* Task details *
Extract every line of the items below and reproduce each one word for word.

(Saved entries)
==*==
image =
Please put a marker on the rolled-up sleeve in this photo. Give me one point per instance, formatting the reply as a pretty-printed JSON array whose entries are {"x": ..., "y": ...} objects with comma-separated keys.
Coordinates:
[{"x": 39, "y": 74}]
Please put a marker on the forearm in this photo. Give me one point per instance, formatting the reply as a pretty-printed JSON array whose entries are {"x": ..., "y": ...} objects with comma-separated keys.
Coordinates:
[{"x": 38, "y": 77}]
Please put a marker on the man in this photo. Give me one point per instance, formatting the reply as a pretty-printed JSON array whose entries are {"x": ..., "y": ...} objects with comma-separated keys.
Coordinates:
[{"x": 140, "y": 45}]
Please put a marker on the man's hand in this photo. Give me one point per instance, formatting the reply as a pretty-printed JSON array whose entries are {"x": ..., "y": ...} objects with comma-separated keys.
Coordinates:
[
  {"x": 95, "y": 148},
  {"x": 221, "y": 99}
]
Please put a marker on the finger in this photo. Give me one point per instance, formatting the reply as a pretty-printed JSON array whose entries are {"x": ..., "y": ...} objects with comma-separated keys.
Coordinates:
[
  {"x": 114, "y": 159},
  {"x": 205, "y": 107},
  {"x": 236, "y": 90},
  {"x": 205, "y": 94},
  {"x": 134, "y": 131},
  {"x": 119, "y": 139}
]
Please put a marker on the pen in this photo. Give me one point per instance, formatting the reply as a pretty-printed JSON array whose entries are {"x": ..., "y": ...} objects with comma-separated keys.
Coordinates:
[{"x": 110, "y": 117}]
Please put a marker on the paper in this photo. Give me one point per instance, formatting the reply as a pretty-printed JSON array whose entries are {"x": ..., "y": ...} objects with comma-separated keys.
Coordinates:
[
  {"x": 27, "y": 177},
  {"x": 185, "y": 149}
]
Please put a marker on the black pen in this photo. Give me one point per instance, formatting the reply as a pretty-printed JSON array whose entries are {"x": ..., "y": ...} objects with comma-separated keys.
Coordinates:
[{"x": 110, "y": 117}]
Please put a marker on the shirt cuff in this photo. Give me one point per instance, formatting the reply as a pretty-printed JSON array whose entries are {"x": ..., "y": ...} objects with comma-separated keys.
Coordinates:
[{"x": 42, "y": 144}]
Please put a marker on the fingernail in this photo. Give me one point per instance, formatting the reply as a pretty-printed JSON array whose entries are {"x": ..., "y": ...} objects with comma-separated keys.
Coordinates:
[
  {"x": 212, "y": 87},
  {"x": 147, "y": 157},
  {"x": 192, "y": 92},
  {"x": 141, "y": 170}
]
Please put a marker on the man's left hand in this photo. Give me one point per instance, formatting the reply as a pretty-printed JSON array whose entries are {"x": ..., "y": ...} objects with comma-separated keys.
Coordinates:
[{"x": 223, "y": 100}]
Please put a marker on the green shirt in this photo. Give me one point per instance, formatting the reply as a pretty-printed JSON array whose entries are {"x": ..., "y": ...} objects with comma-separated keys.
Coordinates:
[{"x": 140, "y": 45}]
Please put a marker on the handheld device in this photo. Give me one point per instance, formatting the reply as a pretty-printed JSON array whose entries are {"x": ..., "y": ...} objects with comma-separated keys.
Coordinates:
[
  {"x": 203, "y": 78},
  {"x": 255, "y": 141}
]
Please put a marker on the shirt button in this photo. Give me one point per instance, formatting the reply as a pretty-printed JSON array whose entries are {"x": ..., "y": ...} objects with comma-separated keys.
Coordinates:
==*==
* Result below *
image =
Please put a marker on the rolled-up sleeve in this photo. Give me one point per instance, formatting the reply as a pretty-printed JSON array whose entries are {"x": ..., "y": ...} objects with comma-separated keys.
Coordinates:
[{"x": 39, "y": 74}]
Please put a marker on the forearm in this photo. Give me one point per instance, formatting the reply as a pretty-printed JSON array whose entries are {"x": ..., "y": ...} objects with comma-separated keys.
Coordinates:
[{"x": 38, "y": 77}]
Please put a marker on the man in this photo. Give me one point per instance, formatting the reply as a pretty-printed JSON array whose entries are {"x": ..., "y": ...} objects with comma-separated keys.
Coordinates:
[{"x": 140, "y": 45}]
Please put a marker on the man's hand in this photo. Give me one point per instance, formatting the reply as a pretty-printed JSON array whose entries are {"x": ..., "y": ...} objects with comma-separated keys.
Coordinates:
[
  {"x": 95, "y": 148},
  {"x": 221, "y": 99}
]
Please put a marker on the finger in this photo. Give me one point per instance, formatting the reply as a pretty-printed JSON array whose entries are {"x": ..., "y": ...} objects with comma-separated keys.
Coordinates:
[
  {"x": 114, "y": 159},
  {"x": 205, "y": 107},
  {"x": 236, "y": 90},
  {"x": 205, "y": 94},
  {"x": 134, "y": 131},
  {"x": 119, "y": 139}
]
Please put a marker on the pen in this photo. Give me one point per instance, formatting the reply as a pretty-printed JSON array whose entries are {"x": ..., "y": ...} objects with comma-separated keys.
Coordinates:
[{"x": 110, "y": 117}]
Please put a marker on the paper in this photo. Give me one point per instance, formatting the reply as a pretty-printed JSON array whose entries are {"x": ..., "y": ...} objects with comma-separated keys.
Coordinates:
[
  {"x": 27, "y": 177},
  {"x": 185, "y": 149}
]
Please put a marker on the black pen in this photo. Give me one point per instance, formatting the reply as a pretty-printed JSON array whose entries are {"x": ..., "y": ...} objects with comma-separated keys.
Coordinates:
[{"x": 110, "y": 117}]
Please put a marker on the shirt cuff in this photo. Give me one point per instance, formatting the reply as a pretty-printed JSON array whose entries are {"x": ..., "y": ...} objects with comma-separated keys.
Coordinates:
[{"x": 42, "y": 144}]
Please put a marker on the fingernail in this photo. Give me one point per instance, formatting the reply as a pretty-printed JSON array whose entries are {"x": ..., "y": ...} objects with comma-separated keys.
Coordinates:
[
  {"x": 212, "y": 87},
  {"x": 147, "y": 157},
  {"x": 192, "y": 92},
  {"x": 141, "y": 170}
]
Please put a marker on the man's left hand in this photo. Give me one point per instance, formatting the reply as a pretty-printed JSON array whose entries are {"x": ..., "y": ...} objects with comma-separated keys.
Coordinates:
[{"x": 223, "y": 100}]
Please put a marker on the green shirt in this photo. Give me one point per instance, formatting the reply as a pretty-printed JSON array whose entries are {"x": ..., "y": ...} objects with comma-separated keys.
Coordinates:
[{"x": 140, "y": 45}]
Please put a marker on the handheld device in this photo. Give me one point per instance, formatting the reply as a pretty-printed JSON array whose entries are {"x": ..., "y": ...} objects with comma-separated keys.
Coordinates:
[
  {"x": 203, "y": 78},
  {"x": 255, "y": 141}
]
Please put a marker on the shirt button in this photo. Give me one point per instance, formatting the reply as a pretty-printed JSON array whose entries are {"x": ..., "y": ...} objects with comma-separated keys.
Coordinates:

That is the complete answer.